EXCERPT TO READ:
______________________________

The top Democrat on the Senate Intelligence Committee is challenging the accuracy of a memo released Friday by House Republicans.

President Donald Trump declassified the memo Friday, and Republicans released it in an effort to prove surveillance abuses at the FBI.

Virginia Sen. Mark Warner says he read the classified documents that formed the basis for the memo, and "they simply do not support its conclusions."

Only two members of the House intelligence panel, one Republican and one Democrat, have read those underlying documents.

Warner says the act of declassifying information could make it harder for the intelligence committees to conduct oversight and could endanger Americans overseas.

North Carolina Republican Sen. Richard Burr chairs the Senate Intelligence Committee. A spokeswoman says he's not commenting comment on the memo.

___

1:20 p.m.

House Democrats are angry about the release of a classified GOP memo intended to show surveillance abuses at the FBI. They say it's an underhanded effort to protect President Donald Trump and discredit the investigations into Russian election meddling.

______________________________

TO-DO LIST:
- a) Please rewrite the memo news excerpt, starting with "House Democrats are" and going on through "Russian election meddling.", and use "upset" in place of "angry".
- b) According to the memo news excerpt, who chairs the Senate Intelligence Committee?

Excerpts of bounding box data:
______________________________

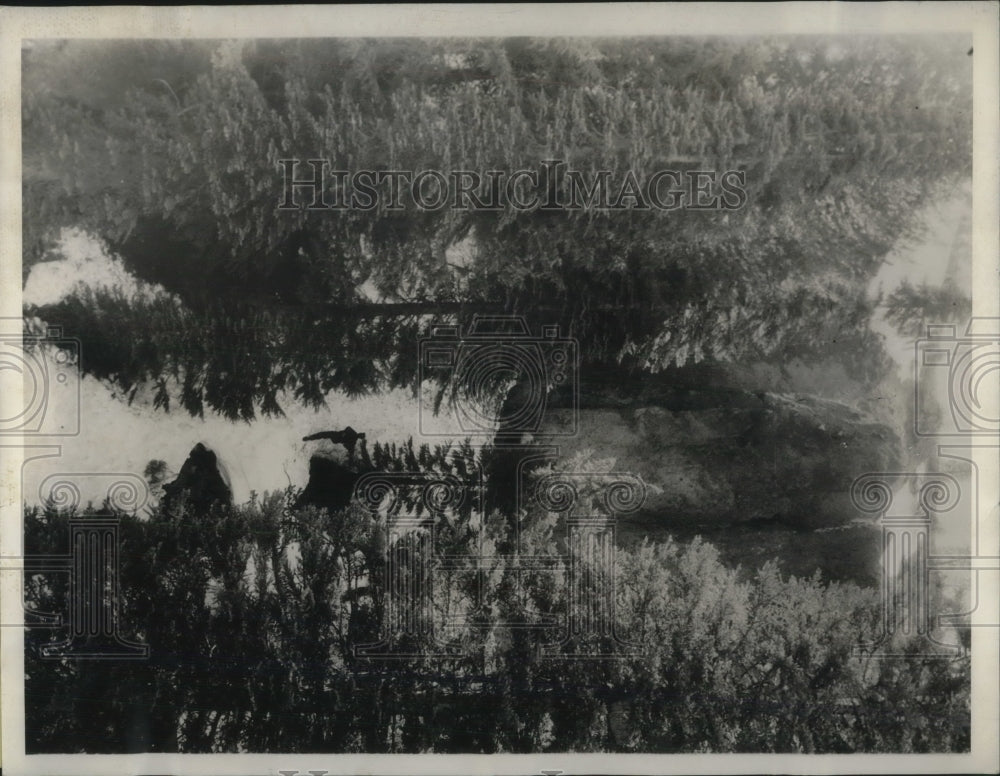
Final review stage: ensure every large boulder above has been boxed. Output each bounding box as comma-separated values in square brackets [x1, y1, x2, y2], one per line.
[163, 442, 233, 513]
[295, 454, 361, 511]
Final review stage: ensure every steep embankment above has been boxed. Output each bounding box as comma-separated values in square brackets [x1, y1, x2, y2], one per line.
[532, 372, 899, 584]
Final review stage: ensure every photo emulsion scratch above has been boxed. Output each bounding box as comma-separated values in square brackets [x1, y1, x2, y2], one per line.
[0, 4, 1000, 776]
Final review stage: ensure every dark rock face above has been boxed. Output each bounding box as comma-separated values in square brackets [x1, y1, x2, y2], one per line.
[163, 442, 233, 512]
[532, 382, 900, 583]
[295, 455, 360, 511]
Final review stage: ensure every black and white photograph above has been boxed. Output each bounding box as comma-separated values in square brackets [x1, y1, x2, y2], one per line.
[0, 3, 1000, 774]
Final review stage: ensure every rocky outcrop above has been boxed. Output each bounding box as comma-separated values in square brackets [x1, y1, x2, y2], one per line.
[524, 382, 900, 583]
[163, 442, 233, 513]
[295, 455, 360, 511]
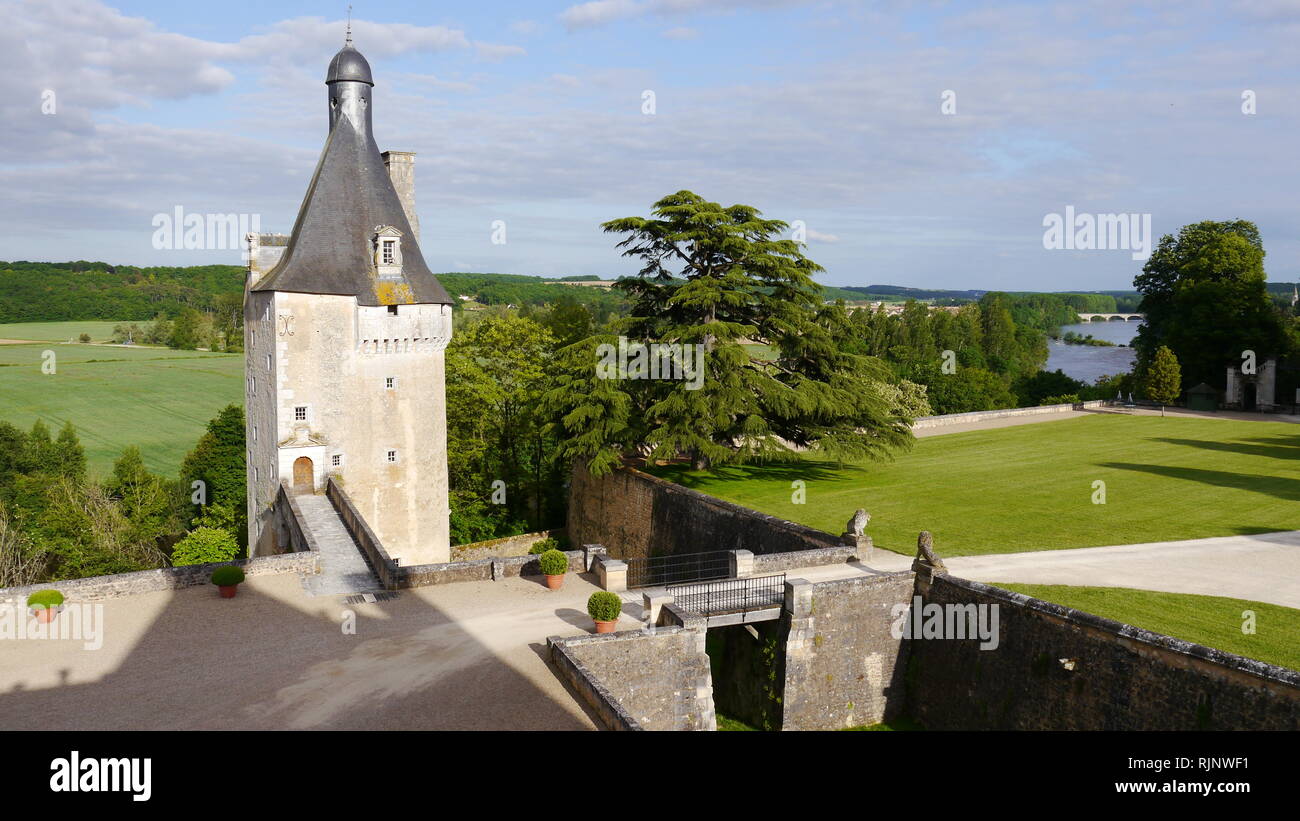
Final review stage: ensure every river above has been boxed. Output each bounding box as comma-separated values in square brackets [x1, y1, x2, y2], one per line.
[1047, 321, 1141, 385]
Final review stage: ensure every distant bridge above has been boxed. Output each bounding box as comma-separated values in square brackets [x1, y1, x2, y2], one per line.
[1079, 313, 1147, 322]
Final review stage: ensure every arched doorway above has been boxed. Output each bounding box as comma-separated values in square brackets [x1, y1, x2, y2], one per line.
[294, 456, 316, 494]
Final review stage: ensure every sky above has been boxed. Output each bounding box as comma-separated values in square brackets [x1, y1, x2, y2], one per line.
[0, 0, 1300, 291]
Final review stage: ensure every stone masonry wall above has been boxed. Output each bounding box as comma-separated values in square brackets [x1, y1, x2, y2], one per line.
[781, 572, 915, 730]
[547, 626, 716, 730]
[568, 464, 853, 559]
[906, 575, 1300, 730]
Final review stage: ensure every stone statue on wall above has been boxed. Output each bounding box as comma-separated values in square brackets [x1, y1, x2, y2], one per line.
[840, 508, 874, 561]
[844, 508, 871, 537]
[917, 530, 948, 572]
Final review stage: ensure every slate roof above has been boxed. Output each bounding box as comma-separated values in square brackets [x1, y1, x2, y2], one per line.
[252, 48, 451, 305]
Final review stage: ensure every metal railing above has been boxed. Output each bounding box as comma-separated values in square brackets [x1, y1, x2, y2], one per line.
[668, 573, 785, 616]
[623, 551, 731, 587]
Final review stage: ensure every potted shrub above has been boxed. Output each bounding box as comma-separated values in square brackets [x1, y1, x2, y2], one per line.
[528, 537, 560, 556]
[212, 565, 243, 599]
[586, 590, 623, 633]
[537, 548, 568, 590]
[27, 590, 64, 625]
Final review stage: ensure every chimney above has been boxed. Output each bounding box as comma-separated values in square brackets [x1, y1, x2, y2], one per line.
[384, 151, 420, 243]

______________________________

SOLUTION SET:
- a)
House Democrats are upset about the release of a classified GOP memo intended to show surveillance abuses at the FBI. They say it's an underhanded effort to protect President Donald Trump and discredit the investigations into Russian election meddling.

- b) North Carolina Republican Sen. Richard Burr.